#### [The exercise]
Could you reproduce the items from the line containing "of the calm" through the end of the items, swapping "calm water surface" for "still water surface" and keeping everything else unchanged?
### Records supplied
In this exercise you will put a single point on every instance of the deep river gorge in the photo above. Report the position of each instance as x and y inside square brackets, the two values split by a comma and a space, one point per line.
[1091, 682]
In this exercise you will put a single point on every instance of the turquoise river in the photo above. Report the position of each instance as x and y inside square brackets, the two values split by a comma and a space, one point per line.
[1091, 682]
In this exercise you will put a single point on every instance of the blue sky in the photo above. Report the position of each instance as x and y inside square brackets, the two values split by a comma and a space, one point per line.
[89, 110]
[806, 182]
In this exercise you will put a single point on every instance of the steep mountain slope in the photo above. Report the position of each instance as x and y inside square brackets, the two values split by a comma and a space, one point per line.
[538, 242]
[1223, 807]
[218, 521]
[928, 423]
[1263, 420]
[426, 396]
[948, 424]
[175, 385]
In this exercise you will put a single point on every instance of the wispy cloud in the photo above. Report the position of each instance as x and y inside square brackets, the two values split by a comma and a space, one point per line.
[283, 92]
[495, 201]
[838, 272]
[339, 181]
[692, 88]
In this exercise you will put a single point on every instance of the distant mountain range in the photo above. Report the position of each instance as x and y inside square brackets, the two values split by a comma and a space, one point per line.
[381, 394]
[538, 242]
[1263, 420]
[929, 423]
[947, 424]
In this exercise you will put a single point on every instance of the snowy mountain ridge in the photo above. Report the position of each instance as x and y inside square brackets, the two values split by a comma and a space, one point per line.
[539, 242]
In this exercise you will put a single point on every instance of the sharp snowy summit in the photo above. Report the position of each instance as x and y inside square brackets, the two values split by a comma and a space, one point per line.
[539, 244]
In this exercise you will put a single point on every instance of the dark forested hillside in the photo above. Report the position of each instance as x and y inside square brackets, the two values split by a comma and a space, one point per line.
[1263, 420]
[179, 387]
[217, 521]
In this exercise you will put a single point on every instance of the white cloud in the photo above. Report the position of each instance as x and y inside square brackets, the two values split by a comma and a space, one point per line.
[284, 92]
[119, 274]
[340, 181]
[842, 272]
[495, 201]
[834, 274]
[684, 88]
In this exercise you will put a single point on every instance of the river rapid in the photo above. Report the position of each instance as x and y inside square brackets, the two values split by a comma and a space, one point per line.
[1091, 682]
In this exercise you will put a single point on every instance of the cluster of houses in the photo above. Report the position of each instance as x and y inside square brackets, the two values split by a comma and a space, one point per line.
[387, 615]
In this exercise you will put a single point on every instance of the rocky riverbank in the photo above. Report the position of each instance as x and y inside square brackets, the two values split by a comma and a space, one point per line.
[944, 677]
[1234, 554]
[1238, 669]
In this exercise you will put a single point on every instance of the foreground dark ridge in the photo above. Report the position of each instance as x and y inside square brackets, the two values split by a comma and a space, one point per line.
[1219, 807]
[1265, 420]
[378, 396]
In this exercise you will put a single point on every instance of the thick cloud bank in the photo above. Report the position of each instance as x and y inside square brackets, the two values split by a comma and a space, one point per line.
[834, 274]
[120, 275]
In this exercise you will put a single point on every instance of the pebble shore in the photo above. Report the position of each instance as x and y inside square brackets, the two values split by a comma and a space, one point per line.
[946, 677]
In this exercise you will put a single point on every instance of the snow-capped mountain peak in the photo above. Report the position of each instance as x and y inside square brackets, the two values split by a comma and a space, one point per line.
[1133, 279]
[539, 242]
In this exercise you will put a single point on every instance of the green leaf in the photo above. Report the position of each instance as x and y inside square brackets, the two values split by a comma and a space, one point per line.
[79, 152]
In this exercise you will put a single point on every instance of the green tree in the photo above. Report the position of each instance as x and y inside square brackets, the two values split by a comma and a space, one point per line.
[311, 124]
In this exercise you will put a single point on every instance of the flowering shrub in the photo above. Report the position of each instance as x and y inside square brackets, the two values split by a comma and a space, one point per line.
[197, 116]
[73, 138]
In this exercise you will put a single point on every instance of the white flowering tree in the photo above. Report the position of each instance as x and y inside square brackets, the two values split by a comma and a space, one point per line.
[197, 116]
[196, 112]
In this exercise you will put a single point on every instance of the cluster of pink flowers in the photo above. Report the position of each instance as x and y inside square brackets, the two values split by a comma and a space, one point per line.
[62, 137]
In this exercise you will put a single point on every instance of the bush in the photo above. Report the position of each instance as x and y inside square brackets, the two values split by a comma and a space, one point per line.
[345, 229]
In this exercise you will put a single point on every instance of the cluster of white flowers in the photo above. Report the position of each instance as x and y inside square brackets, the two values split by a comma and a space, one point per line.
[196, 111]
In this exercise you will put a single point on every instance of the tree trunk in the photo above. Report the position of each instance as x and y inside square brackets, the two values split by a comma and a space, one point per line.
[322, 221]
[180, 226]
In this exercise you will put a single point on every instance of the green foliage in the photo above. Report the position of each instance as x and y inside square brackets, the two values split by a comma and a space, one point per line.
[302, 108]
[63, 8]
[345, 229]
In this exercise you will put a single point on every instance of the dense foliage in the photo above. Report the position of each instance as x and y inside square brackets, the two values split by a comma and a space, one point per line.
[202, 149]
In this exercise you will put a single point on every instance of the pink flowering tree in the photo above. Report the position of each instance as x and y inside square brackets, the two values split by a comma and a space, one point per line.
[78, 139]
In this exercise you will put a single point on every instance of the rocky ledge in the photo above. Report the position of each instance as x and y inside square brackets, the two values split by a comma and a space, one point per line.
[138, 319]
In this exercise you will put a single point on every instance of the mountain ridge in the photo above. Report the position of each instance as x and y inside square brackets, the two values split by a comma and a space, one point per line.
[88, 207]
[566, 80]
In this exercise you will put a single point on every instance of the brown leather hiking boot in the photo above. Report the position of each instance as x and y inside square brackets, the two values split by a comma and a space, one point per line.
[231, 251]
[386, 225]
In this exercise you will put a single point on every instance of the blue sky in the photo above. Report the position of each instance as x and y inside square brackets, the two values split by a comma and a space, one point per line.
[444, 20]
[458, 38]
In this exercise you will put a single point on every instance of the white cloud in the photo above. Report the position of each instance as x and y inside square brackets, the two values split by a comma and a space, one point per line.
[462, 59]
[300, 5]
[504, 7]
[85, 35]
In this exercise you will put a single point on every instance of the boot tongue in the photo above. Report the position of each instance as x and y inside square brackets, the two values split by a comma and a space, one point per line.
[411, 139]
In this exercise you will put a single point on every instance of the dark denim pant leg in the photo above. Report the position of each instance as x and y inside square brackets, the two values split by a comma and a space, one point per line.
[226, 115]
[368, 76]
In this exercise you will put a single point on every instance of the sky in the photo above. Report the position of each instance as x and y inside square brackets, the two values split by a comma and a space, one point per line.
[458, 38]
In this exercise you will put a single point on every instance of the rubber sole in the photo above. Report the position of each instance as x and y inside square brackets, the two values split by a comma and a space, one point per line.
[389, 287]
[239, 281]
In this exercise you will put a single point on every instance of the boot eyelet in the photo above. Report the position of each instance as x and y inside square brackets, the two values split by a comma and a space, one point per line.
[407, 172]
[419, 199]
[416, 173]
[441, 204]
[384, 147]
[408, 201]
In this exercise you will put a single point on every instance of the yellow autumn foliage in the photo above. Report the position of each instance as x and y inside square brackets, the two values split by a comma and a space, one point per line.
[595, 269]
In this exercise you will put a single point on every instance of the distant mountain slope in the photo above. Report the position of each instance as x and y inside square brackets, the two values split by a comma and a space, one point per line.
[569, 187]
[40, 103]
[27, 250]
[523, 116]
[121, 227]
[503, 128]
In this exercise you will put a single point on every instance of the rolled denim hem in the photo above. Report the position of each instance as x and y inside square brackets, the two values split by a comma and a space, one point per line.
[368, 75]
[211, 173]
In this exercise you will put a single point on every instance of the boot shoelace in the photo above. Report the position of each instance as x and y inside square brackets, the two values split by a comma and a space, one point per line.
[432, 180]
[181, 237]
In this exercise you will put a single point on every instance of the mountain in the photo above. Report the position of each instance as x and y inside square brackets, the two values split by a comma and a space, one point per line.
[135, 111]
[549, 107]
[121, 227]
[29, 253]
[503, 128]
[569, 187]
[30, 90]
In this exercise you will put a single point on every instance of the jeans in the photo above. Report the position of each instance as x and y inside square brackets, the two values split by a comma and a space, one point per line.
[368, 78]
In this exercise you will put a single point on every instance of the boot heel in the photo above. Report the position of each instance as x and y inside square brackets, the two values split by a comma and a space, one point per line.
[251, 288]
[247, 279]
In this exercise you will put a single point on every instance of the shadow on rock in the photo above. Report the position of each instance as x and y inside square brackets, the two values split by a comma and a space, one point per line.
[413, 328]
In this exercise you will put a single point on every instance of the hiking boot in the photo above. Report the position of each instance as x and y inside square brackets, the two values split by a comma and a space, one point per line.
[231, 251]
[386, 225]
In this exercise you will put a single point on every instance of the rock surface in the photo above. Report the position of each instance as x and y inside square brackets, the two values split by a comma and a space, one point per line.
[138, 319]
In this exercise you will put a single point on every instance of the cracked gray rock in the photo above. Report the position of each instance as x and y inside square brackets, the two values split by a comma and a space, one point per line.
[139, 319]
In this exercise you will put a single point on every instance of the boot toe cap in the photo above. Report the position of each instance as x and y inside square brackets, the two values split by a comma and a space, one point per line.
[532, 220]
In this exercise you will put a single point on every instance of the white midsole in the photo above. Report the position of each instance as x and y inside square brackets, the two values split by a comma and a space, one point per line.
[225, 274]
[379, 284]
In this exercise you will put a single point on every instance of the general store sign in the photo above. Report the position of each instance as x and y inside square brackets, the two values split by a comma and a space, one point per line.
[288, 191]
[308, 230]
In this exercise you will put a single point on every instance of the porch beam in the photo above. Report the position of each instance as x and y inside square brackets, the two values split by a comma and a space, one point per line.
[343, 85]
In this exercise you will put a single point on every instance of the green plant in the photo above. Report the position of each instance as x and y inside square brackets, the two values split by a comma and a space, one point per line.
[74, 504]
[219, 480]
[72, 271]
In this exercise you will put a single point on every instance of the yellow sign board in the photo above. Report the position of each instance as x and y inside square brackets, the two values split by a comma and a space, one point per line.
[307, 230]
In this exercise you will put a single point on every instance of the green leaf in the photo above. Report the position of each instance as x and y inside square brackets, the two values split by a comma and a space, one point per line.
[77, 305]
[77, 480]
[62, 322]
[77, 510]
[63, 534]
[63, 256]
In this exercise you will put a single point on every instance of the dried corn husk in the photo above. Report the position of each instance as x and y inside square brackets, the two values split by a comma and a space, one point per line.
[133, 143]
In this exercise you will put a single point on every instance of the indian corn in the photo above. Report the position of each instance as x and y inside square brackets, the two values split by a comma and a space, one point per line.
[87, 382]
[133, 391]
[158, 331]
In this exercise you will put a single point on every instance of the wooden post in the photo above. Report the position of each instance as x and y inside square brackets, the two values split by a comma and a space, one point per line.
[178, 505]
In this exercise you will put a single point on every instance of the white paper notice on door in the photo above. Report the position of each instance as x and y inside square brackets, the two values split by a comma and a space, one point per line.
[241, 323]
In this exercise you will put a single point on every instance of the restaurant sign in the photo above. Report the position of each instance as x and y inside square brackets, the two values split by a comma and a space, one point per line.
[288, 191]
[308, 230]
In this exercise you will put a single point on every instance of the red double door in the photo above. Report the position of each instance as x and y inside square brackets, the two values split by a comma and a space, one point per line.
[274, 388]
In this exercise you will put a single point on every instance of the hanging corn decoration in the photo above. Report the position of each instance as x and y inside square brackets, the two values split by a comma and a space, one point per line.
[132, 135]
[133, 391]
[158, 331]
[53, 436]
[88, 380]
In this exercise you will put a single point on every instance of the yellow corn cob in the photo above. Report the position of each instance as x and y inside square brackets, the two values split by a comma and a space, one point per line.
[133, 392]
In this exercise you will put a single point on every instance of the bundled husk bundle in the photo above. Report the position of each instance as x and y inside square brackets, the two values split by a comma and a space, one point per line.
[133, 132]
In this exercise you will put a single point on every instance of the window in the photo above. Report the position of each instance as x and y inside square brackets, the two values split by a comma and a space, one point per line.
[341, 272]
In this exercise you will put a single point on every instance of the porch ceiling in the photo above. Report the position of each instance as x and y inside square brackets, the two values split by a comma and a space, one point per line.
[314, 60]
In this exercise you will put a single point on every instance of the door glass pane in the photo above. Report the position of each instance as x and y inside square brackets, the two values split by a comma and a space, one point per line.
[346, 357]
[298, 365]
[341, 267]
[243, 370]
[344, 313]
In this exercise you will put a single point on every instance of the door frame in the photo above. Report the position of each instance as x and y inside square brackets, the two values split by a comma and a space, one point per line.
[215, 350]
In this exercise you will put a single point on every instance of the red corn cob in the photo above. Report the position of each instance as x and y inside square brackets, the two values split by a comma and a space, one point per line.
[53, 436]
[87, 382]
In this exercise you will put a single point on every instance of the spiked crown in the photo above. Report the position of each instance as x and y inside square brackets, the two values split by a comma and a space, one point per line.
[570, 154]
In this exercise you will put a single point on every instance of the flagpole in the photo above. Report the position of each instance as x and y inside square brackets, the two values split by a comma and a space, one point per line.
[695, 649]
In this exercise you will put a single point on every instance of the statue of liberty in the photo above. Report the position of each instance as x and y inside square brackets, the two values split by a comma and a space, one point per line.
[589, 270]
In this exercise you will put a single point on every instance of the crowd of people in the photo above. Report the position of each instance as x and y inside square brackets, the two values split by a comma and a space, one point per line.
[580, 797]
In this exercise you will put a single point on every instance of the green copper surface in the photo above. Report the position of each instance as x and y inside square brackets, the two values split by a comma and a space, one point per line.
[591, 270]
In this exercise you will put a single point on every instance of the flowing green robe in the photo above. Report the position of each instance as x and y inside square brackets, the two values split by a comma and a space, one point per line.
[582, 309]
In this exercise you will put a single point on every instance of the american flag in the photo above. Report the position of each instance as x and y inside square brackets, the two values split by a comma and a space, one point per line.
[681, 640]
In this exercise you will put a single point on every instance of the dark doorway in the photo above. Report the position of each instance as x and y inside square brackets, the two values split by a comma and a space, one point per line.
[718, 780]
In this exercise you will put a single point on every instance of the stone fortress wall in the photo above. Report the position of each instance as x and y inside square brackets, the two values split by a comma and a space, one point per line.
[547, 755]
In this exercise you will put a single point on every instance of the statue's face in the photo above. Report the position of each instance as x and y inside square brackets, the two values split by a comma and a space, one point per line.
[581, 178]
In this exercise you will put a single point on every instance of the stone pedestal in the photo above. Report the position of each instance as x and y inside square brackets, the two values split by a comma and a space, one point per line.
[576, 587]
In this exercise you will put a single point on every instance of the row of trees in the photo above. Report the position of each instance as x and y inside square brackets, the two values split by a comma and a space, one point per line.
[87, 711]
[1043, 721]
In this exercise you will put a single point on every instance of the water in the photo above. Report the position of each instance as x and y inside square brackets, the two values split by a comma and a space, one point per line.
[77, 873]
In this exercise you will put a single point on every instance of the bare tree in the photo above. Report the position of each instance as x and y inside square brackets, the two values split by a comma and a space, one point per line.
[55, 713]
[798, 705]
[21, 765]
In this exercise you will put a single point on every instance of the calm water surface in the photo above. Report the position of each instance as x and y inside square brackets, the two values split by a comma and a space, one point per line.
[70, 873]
######
#### [Solution for this exercise]
In this exercise you will put a single point on every instance of the still water surface in the photo above. Report the position of each instance as x and y inside square brackets, the two values split by a comma and a space, one point per line.
[70, 873]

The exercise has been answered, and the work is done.